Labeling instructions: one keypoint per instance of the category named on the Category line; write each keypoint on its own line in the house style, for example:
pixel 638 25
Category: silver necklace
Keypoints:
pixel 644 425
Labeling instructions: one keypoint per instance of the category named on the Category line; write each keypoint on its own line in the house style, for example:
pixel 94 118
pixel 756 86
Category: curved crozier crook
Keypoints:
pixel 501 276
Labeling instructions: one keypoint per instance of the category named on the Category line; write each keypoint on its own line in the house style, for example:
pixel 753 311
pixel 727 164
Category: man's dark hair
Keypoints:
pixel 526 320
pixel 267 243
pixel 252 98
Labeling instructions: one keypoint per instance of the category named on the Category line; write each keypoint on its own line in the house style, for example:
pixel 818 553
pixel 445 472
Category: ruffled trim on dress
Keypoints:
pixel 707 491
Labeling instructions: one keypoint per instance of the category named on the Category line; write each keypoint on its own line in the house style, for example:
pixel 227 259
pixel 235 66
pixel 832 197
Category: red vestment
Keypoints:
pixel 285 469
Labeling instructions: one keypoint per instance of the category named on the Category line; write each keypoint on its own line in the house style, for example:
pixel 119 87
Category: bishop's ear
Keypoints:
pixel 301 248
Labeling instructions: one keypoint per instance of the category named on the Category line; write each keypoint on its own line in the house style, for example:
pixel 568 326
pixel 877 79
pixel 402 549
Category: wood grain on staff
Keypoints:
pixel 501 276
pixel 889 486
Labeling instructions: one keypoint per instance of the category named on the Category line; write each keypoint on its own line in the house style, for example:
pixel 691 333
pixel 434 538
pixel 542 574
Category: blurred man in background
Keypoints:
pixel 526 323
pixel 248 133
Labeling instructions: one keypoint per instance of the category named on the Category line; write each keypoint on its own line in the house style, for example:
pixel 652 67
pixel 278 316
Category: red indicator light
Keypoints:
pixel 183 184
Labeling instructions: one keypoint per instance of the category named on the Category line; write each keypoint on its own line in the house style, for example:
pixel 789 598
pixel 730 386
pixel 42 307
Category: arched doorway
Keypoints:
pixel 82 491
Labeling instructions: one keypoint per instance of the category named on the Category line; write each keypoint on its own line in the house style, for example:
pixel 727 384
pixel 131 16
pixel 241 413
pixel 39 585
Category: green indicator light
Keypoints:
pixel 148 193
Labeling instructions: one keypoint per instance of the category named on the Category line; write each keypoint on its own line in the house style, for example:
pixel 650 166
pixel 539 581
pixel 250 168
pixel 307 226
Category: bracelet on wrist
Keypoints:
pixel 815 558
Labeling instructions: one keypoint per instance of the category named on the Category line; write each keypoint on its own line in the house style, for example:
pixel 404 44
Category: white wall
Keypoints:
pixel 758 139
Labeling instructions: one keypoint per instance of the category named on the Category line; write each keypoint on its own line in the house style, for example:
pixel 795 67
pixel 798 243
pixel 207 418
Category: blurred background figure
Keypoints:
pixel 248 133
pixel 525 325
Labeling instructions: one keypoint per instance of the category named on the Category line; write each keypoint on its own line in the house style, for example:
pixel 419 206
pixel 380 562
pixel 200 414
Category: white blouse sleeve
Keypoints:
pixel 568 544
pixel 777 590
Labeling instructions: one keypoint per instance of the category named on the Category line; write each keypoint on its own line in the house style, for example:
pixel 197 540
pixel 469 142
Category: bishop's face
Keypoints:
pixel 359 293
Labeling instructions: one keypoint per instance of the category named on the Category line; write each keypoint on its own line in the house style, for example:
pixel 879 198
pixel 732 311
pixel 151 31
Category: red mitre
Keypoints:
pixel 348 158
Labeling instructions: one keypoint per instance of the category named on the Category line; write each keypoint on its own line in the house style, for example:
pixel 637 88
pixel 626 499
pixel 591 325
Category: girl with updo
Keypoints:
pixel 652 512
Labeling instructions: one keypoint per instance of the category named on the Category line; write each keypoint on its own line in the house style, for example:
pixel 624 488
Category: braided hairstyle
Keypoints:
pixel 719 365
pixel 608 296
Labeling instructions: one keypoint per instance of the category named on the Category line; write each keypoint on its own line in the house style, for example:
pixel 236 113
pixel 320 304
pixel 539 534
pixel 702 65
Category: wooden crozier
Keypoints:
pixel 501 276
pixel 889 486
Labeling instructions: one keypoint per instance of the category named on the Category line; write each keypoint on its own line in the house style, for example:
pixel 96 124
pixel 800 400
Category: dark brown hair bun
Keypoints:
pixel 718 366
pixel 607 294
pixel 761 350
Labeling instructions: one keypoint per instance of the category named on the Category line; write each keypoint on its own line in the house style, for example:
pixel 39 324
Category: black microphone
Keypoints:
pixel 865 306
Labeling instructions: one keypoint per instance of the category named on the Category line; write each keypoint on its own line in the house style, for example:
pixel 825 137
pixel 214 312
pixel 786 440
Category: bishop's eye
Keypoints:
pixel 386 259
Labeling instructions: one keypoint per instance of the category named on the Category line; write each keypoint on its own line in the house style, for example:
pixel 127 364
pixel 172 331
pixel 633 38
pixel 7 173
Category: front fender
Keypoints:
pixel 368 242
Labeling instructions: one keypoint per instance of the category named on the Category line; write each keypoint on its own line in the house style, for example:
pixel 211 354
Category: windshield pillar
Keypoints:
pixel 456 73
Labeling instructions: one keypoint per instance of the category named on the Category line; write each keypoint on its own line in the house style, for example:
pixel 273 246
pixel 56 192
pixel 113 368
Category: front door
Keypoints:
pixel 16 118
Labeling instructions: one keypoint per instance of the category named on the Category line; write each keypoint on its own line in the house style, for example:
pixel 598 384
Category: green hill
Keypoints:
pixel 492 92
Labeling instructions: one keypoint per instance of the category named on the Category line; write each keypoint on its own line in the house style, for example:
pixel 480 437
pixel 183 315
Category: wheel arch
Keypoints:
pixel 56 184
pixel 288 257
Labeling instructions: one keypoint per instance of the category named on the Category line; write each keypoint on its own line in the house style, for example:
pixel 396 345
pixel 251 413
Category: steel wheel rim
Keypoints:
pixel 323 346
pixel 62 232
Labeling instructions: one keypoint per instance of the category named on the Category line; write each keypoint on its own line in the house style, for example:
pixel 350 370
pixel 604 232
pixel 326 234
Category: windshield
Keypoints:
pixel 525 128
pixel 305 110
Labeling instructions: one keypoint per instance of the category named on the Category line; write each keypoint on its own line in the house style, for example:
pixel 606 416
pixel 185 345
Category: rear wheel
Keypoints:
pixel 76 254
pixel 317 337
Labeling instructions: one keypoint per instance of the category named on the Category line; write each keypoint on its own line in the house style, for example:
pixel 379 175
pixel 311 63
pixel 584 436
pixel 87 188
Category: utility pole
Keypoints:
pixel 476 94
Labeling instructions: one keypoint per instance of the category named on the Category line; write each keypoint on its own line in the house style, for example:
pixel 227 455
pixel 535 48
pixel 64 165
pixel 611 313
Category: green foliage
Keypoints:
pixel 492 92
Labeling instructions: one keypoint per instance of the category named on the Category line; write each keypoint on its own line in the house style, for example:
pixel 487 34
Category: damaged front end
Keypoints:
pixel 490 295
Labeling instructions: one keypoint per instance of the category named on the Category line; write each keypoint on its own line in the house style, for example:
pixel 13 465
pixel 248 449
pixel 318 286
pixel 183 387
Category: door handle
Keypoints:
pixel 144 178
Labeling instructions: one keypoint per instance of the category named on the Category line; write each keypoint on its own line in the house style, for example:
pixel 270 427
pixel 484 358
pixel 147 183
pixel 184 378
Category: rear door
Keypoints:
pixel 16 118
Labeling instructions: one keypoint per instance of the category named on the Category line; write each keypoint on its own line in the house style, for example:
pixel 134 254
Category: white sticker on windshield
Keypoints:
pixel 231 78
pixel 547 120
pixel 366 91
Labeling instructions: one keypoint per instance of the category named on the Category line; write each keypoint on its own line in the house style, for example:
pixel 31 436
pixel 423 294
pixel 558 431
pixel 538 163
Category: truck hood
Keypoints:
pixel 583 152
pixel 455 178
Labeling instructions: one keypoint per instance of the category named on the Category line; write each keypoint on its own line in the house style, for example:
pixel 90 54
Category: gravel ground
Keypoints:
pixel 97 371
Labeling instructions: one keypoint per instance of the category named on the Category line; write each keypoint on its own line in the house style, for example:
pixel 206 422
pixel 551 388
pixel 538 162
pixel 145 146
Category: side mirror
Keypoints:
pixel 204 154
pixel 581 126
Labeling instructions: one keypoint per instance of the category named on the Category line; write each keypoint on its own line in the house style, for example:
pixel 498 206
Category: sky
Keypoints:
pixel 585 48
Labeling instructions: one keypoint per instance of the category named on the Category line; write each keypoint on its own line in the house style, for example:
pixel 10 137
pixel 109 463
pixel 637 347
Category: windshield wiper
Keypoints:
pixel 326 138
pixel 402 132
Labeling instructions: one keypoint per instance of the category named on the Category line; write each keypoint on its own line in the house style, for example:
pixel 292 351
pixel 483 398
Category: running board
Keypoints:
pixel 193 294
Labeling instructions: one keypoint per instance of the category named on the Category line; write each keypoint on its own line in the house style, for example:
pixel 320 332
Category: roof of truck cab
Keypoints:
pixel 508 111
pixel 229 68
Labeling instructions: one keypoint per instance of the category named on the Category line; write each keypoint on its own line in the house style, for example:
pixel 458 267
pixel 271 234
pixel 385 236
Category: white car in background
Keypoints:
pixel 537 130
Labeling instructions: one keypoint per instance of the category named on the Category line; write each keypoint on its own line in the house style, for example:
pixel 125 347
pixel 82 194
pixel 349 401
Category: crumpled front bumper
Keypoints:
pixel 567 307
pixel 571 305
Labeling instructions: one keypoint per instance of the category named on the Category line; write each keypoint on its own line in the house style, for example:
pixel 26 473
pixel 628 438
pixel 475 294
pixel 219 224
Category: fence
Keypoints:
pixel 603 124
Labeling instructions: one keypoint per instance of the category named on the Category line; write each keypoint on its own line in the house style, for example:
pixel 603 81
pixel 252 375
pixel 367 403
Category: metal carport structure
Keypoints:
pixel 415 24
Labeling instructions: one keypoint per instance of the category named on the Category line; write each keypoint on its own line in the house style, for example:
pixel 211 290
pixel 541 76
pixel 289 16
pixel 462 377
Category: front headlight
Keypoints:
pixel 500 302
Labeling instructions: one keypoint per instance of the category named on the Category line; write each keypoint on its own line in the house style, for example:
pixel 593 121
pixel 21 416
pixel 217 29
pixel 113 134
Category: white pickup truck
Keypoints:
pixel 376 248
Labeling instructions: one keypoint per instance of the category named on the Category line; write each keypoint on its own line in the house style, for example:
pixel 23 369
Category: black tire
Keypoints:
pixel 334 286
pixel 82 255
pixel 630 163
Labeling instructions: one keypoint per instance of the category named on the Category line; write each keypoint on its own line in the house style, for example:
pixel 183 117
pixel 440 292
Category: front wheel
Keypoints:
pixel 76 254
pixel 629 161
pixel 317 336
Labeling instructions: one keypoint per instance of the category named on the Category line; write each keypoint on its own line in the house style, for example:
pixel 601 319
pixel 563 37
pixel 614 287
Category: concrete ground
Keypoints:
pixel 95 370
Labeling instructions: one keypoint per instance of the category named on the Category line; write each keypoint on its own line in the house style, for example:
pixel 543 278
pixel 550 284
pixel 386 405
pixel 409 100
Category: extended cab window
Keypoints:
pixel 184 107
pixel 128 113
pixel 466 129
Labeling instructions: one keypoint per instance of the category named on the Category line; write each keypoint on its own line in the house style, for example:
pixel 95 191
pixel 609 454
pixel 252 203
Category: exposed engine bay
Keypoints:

## WHAT IS NEEDED:
Compute the number of lines above that contain the string "truck". Reply with that value only.

## PROBLEM SOLUTION:
3